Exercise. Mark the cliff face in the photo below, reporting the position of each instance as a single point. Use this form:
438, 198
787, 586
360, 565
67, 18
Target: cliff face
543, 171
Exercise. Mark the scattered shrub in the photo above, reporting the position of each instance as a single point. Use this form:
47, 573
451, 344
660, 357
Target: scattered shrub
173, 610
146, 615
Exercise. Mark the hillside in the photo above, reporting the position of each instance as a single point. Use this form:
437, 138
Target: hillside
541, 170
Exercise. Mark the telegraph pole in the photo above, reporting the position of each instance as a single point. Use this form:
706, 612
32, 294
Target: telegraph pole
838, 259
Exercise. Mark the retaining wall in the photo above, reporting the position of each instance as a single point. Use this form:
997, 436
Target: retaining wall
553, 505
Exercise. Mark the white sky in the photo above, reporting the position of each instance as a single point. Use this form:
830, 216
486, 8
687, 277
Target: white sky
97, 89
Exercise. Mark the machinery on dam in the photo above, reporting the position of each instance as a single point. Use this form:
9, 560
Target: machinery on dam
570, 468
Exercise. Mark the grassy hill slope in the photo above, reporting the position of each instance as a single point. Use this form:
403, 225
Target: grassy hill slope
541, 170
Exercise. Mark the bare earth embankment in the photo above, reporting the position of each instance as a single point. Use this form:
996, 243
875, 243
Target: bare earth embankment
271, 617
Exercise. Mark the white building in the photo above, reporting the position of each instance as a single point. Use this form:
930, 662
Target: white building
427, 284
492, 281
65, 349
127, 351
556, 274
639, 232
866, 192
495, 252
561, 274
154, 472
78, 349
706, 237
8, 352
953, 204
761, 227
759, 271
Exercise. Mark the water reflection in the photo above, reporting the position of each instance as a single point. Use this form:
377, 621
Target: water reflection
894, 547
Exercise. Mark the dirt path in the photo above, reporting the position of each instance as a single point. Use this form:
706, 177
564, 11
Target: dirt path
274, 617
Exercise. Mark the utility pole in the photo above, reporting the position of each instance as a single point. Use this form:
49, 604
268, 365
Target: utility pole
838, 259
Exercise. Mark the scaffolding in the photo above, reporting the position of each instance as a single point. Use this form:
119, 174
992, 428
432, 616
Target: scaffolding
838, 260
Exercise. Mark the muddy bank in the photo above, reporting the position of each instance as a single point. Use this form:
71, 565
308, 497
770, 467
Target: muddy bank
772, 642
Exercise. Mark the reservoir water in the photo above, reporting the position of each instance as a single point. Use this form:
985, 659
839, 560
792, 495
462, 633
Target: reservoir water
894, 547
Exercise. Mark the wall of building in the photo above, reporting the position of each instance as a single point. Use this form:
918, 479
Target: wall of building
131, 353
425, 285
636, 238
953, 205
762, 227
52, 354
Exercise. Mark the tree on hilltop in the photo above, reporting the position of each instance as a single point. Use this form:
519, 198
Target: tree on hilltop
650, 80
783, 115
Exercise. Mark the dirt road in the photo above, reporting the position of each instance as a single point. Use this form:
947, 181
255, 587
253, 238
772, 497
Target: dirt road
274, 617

════════════════════

● **What the task requires**
Starting with the line that contains "Exercise. Mark the water", repeat each line through the last one exactly as it appears. Include both ends and nothing more.

● **Full solution**
Exercise. Mark the water reflection in the photo above, reporting the position of each instance as a single point. Use this form:
377, 621
Target: water reflection
894, 547
Exercise. Mark the dirt path in the photo above, reporting the position of each instance as a single point. Use this form:
706, 177
564, 11
Target: dirt path
274, 617
Exercise. Mark the utility pole in the photo above, reporting the position of each instance as a single point. Use this form:
49, 604
268, 365
Target: utility pole
838, 259
Exercise. Mark the scaffolding in the photo above, reporting the position of each instance as a single point. Use this form:
119, 174
992, 428
432, 616
Target: scaffolding
838, 260
Exercise. Mark the muddy bank in the photo above, reporting the position of each instance as a single point. Use this form:
71, 565
308, 497
770, 467
Target: muddy bank
772, 642
Exercise. Mark the reservoir water in the photo above, reporting the position of each instance as a single point. Use this form:
985, 659
839, 560
792, 495
462, 633
Target: reservoir water
894, 547
Exercise. Mark the wall of building in the photo above, reporting the position of each instance as a single point. Use this form:
918, 479
Target: wall of building
131, 353
425, 285
636, 238
953, 205
762, 227
52, 354
Exercise. Mark the tree on hilltop in the photo above, reporting the position of each instance as a single point. Use this form:
519, 198
Target: tree on hilltop
650, 80
783, 115
Exercise. Mark the dirt road in the photo above, reporting the position of each instance as a single point. Use this form:
947, 181
255, 587
253, 238
772, 497
Target: dirt road
274, 617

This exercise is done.